▶ **INSTRUCTION 1**: Copy the records word for word, from the line that contains "Target: white painted brick wall" through the line that contains "pixel 282 249", with both of those lines included.

▶ **EXCERPT PROVIDED**:
────────────────────────────────────────
Blackboxing in Chrome DevTools
Curently, I’m working on simple React/Redux application. I have Webpack bundler with hot reloading and some dependencies. At this point, debugging of this application became a little bit hard to understand.
I mean, when you are debugging such applications almost in every case you will jump stack into a source code of a library you use (in my case it’s React). If you’re using hot module replacement, then you go through the logic of HMR. That’s not okay. We don’t want to travel these Nine circles of Hell.
You’re happy man if you use Chrome DevTools (if you don’t, you definitely should try). There is a cool feature called “Blackboxing”. Blackboxing gives you a way to denote library code so that the debugger can route around it. When you blackbox a source file, the debugger will not jump into that file when stepping through code you’re debugging.
────────────────────────────────────────
▶ **Dataset entries**:
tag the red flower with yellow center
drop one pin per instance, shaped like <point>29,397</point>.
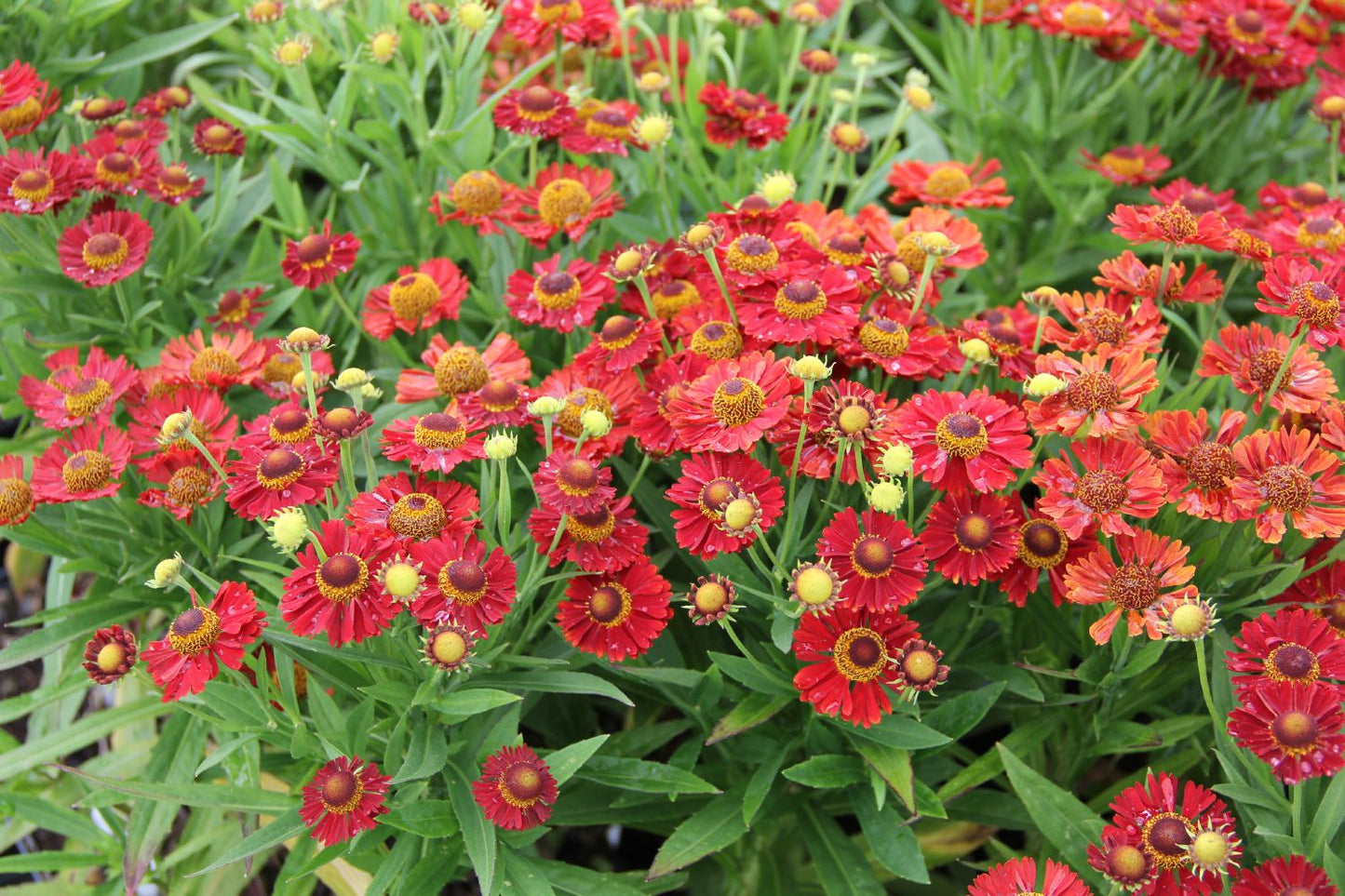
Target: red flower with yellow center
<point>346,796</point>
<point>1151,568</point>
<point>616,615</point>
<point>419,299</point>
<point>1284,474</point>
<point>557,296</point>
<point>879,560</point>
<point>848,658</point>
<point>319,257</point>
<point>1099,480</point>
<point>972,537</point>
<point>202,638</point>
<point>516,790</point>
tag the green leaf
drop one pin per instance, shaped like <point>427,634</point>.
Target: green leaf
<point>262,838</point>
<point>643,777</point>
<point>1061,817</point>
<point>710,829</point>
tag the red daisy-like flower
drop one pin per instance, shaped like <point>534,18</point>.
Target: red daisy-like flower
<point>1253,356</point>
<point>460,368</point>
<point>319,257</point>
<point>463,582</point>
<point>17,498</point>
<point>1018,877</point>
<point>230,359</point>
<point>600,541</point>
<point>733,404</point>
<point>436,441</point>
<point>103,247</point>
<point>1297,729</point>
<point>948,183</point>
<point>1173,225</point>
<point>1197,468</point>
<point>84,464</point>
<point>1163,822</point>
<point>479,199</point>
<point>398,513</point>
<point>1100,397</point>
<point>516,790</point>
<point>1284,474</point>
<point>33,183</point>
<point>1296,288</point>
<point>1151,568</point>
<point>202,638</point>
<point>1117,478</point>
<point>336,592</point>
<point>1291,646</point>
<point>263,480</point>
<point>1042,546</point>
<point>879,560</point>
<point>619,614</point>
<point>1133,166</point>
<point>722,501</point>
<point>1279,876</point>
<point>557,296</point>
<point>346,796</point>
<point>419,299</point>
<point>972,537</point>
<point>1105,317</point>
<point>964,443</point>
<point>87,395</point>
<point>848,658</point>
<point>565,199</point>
────────────────────────────────────────
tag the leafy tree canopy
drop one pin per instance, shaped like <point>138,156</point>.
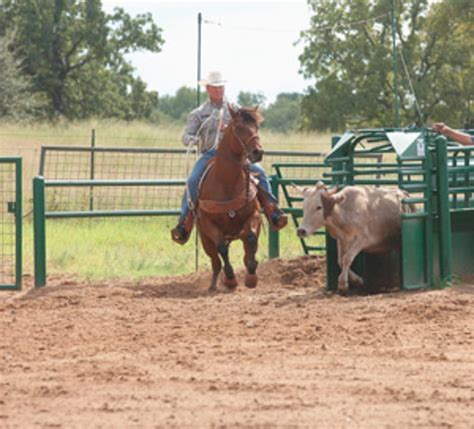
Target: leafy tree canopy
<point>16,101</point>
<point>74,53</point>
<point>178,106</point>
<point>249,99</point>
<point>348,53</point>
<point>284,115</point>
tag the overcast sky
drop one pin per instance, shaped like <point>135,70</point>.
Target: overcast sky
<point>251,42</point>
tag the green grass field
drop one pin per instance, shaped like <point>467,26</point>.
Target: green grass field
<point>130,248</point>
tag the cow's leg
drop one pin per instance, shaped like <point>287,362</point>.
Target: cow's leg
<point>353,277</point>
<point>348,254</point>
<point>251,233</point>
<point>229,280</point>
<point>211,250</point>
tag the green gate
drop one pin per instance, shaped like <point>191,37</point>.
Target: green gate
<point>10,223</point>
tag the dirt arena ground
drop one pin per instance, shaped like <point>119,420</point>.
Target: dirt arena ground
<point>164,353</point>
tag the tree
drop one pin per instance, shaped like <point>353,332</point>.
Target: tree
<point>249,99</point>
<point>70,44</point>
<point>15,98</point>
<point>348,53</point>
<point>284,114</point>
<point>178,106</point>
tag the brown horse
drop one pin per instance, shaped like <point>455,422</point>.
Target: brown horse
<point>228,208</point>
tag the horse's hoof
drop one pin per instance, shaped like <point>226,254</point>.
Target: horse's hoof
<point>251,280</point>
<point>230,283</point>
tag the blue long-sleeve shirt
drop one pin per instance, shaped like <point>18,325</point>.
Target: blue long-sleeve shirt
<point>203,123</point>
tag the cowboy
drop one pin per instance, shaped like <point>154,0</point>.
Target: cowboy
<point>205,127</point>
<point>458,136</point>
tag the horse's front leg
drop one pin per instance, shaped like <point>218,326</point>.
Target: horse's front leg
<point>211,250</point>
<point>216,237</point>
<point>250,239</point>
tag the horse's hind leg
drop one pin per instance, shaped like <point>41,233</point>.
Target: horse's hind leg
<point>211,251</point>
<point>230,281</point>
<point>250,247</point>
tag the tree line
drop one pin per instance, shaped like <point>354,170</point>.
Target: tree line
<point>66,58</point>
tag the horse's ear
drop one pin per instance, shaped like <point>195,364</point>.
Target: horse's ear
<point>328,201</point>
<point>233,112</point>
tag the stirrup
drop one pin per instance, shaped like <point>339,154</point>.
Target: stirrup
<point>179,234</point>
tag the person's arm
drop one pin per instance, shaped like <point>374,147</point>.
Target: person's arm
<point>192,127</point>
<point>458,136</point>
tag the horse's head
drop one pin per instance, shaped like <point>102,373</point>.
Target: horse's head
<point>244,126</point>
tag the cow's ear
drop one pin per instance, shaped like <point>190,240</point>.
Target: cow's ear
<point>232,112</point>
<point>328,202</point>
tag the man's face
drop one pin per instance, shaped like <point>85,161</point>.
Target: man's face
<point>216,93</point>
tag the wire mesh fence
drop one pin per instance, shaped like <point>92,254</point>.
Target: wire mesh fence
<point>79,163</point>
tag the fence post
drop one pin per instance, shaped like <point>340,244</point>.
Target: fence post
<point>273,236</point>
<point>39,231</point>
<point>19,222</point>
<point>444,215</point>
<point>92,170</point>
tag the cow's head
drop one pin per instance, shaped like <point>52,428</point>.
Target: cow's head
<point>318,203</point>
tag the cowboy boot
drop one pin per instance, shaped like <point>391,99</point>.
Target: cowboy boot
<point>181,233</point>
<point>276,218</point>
────────────────────────────────────────
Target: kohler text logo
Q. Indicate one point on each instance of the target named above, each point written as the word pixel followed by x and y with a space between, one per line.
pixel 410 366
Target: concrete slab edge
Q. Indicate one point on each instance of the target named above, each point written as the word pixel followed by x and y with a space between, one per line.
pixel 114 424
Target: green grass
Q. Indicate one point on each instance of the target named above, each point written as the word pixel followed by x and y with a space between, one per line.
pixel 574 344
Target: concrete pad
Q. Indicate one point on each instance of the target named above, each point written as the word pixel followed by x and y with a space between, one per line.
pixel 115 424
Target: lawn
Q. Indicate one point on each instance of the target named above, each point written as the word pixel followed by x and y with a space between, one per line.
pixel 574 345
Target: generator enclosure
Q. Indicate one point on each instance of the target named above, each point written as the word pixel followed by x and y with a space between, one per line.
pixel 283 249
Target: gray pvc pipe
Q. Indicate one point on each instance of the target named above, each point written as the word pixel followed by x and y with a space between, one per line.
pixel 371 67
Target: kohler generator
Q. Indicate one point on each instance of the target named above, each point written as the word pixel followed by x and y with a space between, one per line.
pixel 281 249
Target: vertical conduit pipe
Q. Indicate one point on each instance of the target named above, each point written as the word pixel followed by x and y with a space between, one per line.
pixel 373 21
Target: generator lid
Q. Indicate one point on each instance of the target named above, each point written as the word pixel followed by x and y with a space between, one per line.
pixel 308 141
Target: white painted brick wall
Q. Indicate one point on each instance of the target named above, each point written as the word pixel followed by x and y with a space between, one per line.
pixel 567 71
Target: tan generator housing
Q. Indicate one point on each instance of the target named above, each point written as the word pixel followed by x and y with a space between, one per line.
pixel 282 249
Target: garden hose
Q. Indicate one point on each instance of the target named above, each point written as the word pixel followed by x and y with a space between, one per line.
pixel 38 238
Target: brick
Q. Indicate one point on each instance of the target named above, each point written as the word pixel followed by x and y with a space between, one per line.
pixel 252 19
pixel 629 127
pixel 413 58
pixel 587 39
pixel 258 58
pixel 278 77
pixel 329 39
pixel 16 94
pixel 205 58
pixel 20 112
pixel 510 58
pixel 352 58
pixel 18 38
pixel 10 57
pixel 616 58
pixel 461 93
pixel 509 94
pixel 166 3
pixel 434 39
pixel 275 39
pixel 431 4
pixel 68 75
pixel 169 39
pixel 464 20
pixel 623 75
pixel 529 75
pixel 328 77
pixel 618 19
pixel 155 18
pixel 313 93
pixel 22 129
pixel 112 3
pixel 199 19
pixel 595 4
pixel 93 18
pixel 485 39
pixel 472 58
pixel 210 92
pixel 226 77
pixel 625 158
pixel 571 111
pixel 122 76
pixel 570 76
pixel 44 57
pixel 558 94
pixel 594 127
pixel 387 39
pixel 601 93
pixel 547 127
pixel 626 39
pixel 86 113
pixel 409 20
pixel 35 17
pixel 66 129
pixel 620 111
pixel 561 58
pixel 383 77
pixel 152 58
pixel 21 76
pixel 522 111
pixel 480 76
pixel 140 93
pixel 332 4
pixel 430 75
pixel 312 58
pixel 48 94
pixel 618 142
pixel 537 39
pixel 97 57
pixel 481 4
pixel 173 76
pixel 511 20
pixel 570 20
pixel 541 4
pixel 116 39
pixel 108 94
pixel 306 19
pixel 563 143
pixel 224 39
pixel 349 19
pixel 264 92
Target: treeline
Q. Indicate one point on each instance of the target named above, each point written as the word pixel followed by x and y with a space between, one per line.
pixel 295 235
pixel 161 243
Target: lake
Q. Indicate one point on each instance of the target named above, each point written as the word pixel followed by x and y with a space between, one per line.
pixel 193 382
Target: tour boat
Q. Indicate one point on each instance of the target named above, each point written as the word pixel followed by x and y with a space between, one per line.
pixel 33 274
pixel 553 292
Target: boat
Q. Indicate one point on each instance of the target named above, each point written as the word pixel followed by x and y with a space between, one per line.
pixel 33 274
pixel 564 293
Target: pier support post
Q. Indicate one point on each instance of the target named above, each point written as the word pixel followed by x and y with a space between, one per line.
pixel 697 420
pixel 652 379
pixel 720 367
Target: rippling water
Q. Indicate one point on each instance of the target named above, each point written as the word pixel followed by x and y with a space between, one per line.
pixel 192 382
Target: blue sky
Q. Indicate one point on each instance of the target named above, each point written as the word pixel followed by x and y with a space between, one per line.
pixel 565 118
────────────────────────────────────────
▶ **INSTRUCTION 2**: Keep writing the post about blackboxing in Chrome DevTools, picking up right after its last sentence.

▶ **EXERCISE RESPONSE 1**:
Target: white painted brick wall
Q. Indicate one point on each instance of the target named above, each point written as the word pixel followed by x and y with a space between, one per line.
pixel 567 71
Target: tan generator housing
Q. Indicate one point on each instance of the target named above, each point written as the word pixel followed by x and y with a space between, one per line.
pixel 282 249

▶ **EXERCISE RESPONSE 2**:
There is a cool article about blackboxing on Chrome Developer Tools site. It’s easy to right-click on the file that want to blackbox, but we coudn’t do this if our script on the development server, or bundled with Webpack. The solution for me is to make a pattern of files which must be blackboxed.
Just hit the F1
to open Settings and chose the “Blackboxing” tab:
Here we can define scripts that you would like to add to the blacklist in couple of ways:
- filename of script
- folders that contains scripts
- or regular explession to target specific scripts
Pesonally, I use these patterns:
\.min\.js$
— for all minified sourcesnode_modules
andbower_components
— for dependencies~
— home for dependencies in Webpack bundlebundle.js
— it’s a bundle itself (we use sourcemaps, don’t we?)\(webpack\)-hot-middleware
— HMR
This way works well for me, but if you have any better ideas I’ll be grateful to get know about it.
Thank you for reading!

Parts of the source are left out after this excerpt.